- [Reading text]
>> START
Wednesday, August 18, 2010

'"High schools are the downfall of American school reform," said Jack Jennings,...'

WSJ: Scores Stagnate at High Schools (via Newsalert):

New data show that fewer than 25% of 2010 graduates who took the ACT college-entrance exam possessed the academic skills necessary to pass entry-level courses, despite modest gains in college-readiness among U.S high-school students in the last few years.

15 Comments:

Blogger Topher said...

Generally speaking, high school sucks. Its collective values are subjugation by authority and stamping out those who don't conform.

Adolescent children are stuffed together and made to do makework simulacra instead of spending time with mentors and adults and apprenticing towards adult skills.

The best and brightest can't get their needs met and are under social pressure from both teachers and peers to dumb themselves down.

Don't even get me started on the statistical profile of the teachers themselves.

9:24 AM, August 18, 2010  
Blogger Chuck Pelto said...

TO: Dr. Helen, et al.
RE: I See THIS, All the Time....

....on a citizens oversight commission I sit on.

They continually hammer the local university rep on the graduation, i.e., drop-out, rate at his institution while the local school district rep is continually giving cheerful reports on what a great job they're doing.

Next time I see such action, I'm going to go into medium-hover mode and start asking penetrating questions of the local school district rep.

Regards,

Chuck(le)
[Education makes a people easy to lead but difficult to drive. Easy to motivate but impossible to enslave.]

P.S. That must include education in the use of weapons.

After all, you cannot defeat a tyrant with mere words alone.

9:33 AM, August 18, 2010  
Blogger Chuck Pelto said...

TO: Topher
RE: I Have to Ask

Generally speaking, high school sucks. Its collective values are subjugation by authority and stamping out those who don't conform.
>> END
- [Items]
>> START
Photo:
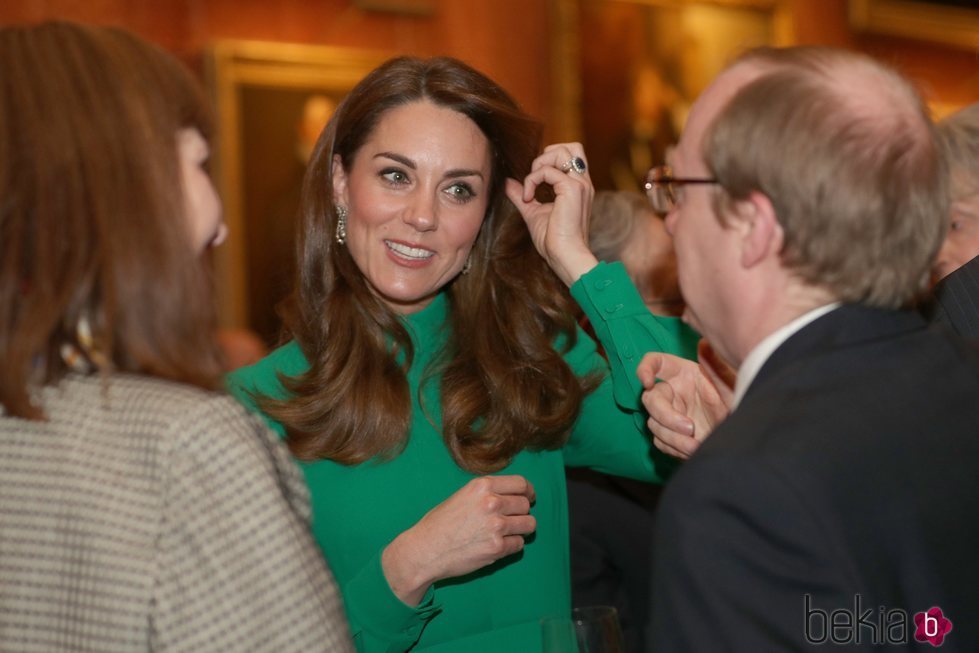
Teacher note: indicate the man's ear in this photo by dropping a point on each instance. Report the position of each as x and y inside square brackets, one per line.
[339, 176]
[761, 233]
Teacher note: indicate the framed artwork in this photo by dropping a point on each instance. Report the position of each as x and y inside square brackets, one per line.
[953, 22]
[272, 101]
[627, 71]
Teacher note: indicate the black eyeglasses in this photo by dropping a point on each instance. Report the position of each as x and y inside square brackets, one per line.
[662, 188]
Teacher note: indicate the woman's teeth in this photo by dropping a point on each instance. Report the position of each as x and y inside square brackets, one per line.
[409, 252]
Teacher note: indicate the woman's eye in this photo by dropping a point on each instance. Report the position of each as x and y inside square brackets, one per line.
[460, 191]
[396, 177]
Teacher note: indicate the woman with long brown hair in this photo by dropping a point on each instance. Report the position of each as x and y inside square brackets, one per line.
[140, 507]
[437, 383]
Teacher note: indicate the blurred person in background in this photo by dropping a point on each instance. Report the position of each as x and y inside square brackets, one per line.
[611, 517]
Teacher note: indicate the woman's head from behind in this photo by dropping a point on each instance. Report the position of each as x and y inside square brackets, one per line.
[625, 228]
[105, 210]
[416, 155]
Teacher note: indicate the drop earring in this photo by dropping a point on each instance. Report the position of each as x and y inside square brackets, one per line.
[341, 224]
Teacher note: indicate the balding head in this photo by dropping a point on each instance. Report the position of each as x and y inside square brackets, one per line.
[845, 151]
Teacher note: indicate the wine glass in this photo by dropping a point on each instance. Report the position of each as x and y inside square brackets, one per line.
[591, 629]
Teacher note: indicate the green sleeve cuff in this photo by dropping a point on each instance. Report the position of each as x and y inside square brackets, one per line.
[626, 328]
[380, 621]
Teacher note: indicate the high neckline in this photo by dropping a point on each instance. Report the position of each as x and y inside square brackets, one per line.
[426, 325]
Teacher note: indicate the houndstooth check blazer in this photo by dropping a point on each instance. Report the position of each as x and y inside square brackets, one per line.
[145, 515]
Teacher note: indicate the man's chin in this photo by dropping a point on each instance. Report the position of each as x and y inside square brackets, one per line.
[691, 320]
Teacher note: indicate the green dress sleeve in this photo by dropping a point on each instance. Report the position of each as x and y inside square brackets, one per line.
[610, 434]
[379, 621]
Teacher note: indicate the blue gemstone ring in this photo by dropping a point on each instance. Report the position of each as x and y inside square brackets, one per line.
[575, 164]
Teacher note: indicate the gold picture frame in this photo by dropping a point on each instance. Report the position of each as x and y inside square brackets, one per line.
[599, 51]
[928, 21]
[257, 88]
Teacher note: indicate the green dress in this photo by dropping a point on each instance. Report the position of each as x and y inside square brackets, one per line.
[358, 510]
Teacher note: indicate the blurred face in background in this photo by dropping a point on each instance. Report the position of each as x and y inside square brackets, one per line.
[651, 262]
[202, 206]
[962, 242]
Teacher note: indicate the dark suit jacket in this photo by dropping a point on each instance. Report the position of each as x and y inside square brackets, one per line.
[850, 469]
[957, 300]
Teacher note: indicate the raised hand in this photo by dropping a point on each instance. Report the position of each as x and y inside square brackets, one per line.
[560, 228]
[482, 522]
[685, 400]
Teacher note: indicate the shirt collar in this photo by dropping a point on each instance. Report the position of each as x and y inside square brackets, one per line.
[756, 358]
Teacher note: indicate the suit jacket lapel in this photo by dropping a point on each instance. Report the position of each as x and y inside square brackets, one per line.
[846, 326]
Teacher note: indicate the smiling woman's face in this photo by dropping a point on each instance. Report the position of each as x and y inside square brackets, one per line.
[416, 195]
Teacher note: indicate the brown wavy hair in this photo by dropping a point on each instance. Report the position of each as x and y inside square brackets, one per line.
[92, 219]
[504, 386]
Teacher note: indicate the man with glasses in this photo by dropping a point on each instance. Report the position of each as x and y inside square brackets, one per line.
[837, 502]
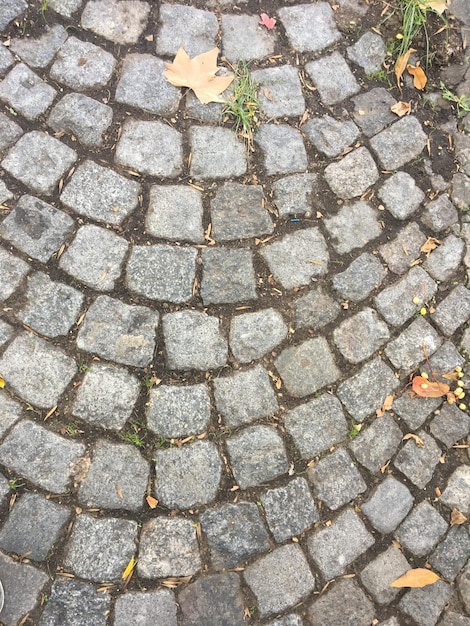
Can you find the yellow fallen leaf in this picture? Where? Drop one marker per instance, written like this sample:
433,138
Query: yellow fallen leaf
199,74
419,77
418,577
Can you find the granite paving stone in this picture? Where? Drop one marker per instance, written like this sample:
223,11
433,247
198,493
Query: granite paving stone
252,335
289,510
13,272
353,226
336,480
38,53
293,194
307,367
395,303
99,549
234,532
36,228
280,91
418,463
329,135
82,66
280,579
290,258
328,608
425,605
310,28
119,332
162,272
152,148
237,212
26,93
400,253
315,310
188,476
316,425
245,396
282,148
389,504
185,26
358,337
360,278
39,161
175,213
142,85
95,257
106,396
228,276
33,526
334,547
400,143
212,600
168,547
457,492
216,153
76,603
257,455
378,575
364,392
41,456
149,608
51,308
15,576
193,340
377,443
100,193
83,117
401,196
353,175
37,370
372,110
368,52
178,411
452,553
242,39
117,477
120,22
333,78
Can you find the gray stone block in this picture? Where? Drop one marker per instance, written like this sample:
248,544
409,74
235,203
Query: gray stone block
234,532
257,456
189,476
279,580
44,458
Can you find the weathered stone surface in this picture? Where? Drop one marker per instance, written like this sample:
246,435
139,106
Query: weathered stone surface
316,425
280,579
119,332
44,458
168,547
257,455
234,532
188,476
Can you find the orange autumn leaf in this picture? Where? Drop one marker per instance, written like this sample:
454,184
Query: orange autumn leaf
419,77
418,577
199,74
429,389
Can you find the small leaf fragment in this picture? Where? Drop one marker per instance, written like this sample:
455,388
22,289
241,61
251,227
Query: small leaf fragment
418,577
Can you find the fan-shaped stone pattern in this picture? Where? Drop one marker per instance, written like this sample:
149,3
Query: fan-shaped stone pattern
188,476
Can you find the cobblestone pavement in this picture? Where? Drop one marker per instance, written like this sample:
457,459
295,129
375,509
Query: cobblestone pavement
197,342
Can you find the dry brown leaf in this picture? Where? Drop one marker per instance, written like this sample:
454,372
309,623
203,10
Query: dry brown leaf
457,518
401,108
419,77
199,74
418,577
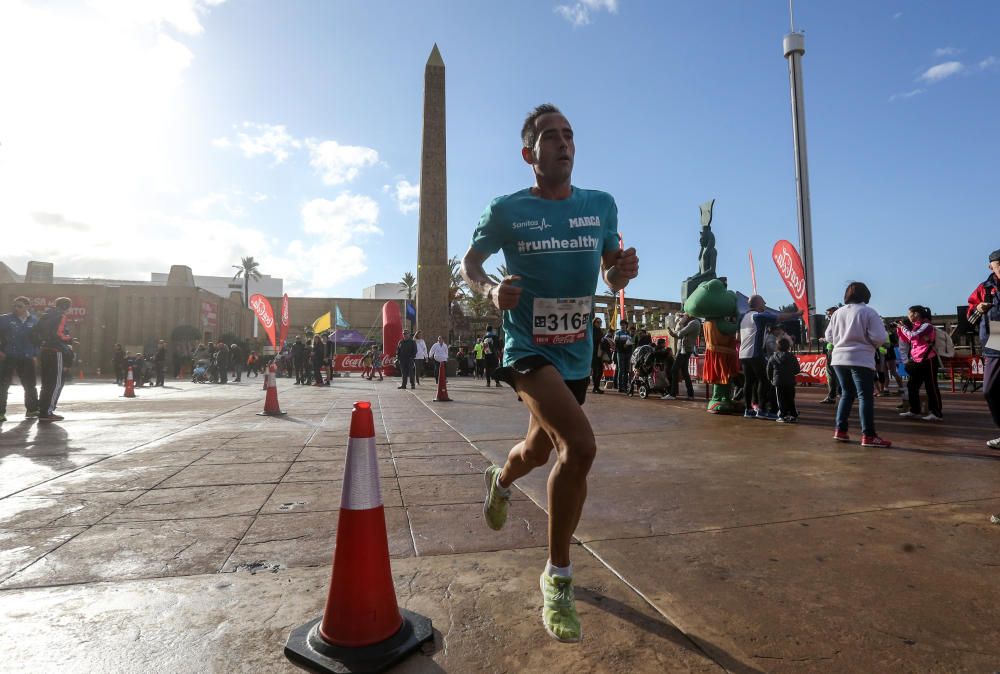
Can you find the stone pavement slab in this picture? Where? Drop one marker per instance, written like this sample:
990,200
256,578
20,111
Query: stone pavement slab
485,610
706,542
322,496
131,550
298,539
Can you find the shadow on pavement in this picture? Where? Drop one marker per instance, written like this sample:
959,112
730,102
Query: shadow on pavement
661,629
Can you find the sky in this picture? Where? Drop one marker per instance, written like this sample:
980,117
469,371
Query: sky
136,134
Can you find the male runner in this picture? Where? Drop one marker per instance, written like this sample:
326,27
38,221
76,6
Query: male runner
555,238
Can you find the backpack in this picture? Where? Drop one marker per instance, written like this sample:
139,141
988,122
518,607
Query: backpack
943,345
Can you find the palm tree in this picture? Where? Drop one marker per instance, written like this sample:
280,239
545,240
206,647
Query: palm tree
409,284
247,269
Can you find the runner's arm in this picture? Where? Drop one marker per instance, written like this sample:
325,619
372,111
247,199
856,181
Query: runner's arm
503,295
618,267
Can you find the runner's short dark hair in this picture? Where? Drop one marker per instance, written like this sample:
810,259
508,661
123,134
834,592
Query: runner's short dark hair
528,134
857,293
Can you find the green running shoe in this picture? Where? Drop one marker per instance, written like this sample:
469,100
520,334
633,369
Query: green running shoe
495,506
559,608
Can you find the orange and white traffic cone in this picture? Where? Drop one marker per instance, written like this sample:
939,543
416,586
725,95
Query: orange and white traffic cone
442,396
129,384
362,628
271,408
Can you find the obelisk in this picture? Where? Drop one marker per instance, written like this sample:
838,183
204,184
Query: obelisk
433,273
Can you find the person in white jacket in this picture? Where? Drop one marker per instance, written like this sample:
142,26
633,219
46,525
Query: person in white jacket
439,354
421,358
856,331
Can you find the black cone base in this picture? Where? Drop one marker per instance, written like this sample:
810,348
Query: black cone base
306,649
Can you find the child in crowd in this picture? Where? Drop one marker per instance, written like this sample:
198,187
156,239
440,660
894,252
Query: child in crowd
781,370
366,364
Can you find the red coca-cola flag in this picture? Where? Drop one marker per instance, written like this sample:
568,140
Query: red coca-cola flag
265,314
284,319
789,265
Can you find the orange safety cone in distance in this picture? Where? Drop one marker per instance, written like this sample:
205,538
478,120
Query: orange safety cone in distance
442,396
271,408
129,384
362,628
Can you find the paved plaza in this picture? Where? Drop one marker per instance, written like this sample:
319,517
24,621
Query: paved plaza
181,532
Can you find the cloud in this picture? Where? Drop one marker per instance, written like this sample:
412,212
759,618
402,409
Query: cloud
347,216
338,163
407,196
262,139
907,94
579,13
181,15
98,90
941,71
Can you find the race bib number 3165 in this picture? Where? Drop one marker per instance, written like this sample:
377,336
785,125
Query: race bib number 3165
560,320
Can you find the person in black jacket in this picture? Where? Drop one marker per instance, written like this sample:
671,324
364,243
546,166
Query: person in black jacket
781,370
222,362
597,362
299,361
406,351
318,356
54,345
236,360
160,362
118,362
17,356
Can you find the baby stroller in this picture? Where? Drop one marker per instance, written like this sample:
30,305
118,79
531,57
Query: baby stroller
200,373
649,373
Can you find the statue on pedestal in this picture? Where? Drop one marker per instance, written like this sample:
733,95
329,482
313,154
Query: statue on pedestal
706,256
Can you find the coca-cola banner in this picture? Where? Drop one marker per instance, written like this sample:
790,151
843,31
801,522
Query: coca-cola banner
813,368
284,319
351,362
789,265
209,316
265,314
77,312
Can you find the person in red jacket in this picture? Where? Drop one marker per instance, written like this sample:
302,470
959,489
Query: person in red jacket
55,348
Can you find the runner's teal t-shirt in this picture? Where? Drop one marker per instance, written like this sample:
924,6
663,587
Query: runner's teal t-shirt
555,246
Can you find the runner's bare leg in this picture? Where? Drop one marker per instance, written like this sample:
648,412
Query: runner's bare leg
560,416
527,455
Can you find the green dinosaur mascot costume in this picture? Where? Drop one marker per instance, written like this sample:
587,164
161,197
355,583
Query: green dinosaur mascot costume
716,306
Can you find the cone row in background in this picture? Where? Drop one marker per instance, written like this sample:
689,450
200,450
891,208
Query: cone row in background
442,395
362,628
271,407
129,384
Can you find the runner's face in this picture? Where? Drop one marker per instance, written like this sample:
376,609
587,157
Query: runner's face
554,151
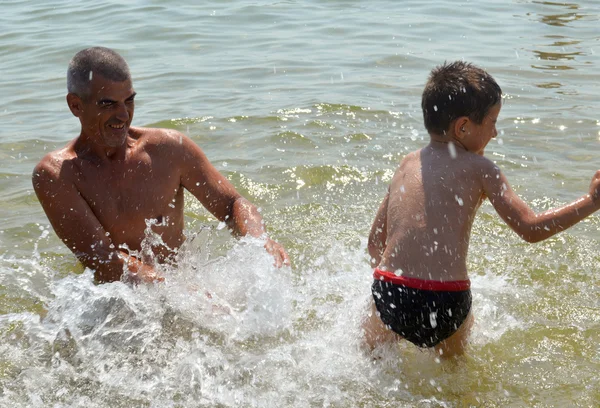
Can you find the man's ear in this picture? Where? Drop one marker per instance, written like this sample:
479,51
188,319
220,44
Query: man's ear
461,127
75,104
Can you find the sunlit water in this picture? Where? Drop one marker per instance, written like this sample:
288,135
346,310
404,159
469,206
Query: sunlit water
307,107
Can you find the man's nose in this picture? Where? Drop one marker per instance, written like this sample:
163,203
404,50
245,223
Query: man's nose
122,112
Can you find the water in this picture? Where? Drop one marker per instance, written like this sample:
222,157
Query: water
307,107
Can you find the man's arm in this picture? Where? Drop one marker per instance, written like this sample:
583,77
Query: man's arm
378,234
523,220
220,197
77,226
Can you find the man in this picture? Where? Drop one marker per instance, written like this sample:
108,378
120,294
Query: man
102,190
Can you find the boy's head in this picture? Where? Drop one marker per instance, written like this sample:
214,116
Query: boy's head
457,89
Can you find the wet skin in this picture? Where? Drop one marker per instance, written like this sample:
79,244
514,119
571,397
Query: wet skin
423,225
101,189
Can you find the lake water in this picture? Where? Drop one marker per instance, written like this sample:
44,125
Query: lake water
307,107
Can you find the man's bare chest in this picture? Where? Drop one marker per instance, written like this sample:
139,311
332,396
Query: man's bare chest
132,191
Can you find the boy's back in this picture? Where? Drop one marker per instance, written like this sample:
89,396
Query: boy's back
420,237
432,202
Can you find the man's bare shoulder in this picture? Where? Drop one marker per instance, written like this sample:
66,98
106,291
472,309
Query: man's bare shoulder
54,165
158,136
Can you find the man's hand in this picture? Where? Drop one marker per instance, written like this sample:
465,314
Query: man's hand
142,273
277,251
595,188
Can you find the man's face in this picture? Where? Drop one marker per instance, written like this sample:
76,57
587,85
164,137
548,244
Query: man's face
107,112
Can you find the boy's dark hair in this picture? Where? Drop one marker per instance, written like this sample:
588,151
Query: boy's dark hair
95,61
457,89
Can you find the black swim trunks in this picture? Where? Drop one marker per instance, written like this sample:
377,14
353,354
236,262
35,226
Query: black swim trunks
422,316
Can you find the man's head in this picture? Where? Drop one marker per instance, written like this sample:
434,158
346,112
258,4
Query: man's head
101,95
455,90
95,61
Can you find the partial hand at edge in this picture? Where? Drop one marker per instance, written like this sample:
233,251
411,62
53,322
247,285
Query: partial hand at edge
595,188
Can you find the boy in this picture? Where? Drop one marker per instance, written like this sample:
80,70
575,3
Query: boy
420,237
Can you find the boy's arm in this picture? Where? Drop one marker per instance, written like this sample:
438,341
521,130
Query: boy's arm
378,234
523,220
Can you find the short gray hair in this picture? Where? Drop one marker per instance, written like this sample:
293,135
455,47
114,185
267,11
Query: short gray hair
95,61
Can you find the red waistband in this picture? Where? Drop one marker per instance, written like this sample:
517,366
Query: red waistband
415,283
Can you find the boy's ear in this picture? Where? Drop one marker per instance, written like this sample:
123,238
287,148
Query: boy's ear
461,127
75,104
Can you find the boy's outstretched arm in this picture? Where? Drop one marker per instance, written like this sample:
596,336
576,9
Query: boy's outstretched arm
378,234
523,220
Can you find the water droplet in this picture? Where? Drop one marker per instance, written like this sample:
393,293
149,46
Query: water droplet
452,150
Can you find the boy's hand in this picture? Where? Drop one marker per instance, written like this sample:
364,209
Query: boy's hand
595,188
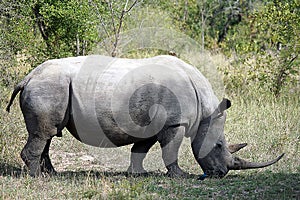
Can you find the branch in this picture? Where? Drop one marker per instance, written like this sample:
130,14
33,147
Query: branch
117,32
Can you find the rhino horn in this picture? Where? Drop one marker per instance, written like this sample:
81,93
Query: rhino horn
236,147
238,163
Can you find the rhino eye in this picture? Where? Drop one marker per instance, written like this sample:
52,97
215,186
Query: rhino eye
219,144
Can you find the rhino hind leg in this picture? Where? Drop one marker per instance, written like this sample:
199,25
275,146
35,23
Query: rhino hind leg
170,141
31,154
138,152
45,162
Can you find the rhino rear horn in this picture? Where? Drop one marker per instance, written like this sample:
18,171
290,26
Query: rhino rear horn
236,147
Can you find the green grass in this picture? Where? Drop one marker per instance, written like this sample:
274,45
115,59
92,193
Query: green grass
270,127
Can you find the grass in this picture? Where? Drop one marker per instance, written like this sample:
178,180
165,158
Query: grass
269,126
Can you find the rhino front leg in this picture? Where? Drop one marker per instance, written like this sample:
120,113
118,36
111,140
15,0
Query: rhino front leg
31,154
138,152
170,141
46,165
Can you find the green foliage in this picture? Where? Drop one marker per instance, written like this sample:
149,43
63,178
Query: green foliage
266,48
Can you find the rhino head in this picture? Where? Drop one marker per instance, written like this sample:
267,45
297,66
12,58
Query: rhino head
211,150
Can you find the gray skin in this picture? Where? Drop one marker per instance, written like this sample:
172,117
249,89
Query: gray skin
80,94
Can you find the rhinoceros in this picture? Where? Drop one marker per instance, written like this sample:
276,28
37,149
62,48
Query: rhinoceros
111,102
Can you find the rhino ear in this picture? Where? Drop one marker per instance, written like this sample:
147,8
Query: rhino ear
225,104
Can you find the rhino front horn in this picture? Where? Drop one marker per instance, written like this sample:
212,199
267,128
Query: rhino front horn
238,163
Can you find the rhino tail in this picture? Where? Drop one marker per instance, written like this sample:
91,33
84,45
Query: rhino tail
17,89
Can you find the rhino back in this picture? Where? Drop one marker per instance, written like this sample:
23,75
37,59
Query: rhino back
120,101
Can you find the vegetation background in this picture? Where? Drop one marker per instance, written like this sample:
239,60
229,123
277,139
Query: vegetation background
253,43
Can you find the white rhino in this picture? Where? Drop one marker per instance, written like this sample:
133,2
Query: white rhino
>> END
- [Problems and tasks]
1. Could you set down the part of the blog post on high school test scores that opens with the words containing "Adolescent children are" and closes with "dumb themselves down.", copying it word for word?
2. Which lines of the records contain the string "black", with case counting? Report each of them in full.
The records are unrelated to the blog post on high school test scores.

- [Solutions to each task]
1.
Adolescent children are stuffed together and made to do makework simulacra instead of spending time with mentors and adults and apprenticing towards adult skills.

The best and brightest can't get their needs met and are under social pressure from both teachers and peers to dumb themselves down.

2.
Teacher note: indicate the black eyeglasses in this photo by dropping a point on each instance. Report the position of each as x and y inside square brackets, one per line.
Can you find the black cone base in this picture? Where? Drop one marker per instance, written like this sample:
Query: black cone base
Can you find the person in black jacket in this picture? Where? Drop one marker per instance, written like this sample:
Query: person in black jacket
Can you find the black swim trunks in this picture? Where? Drop one marker per instance, written like this sample:
Query: black swim trunks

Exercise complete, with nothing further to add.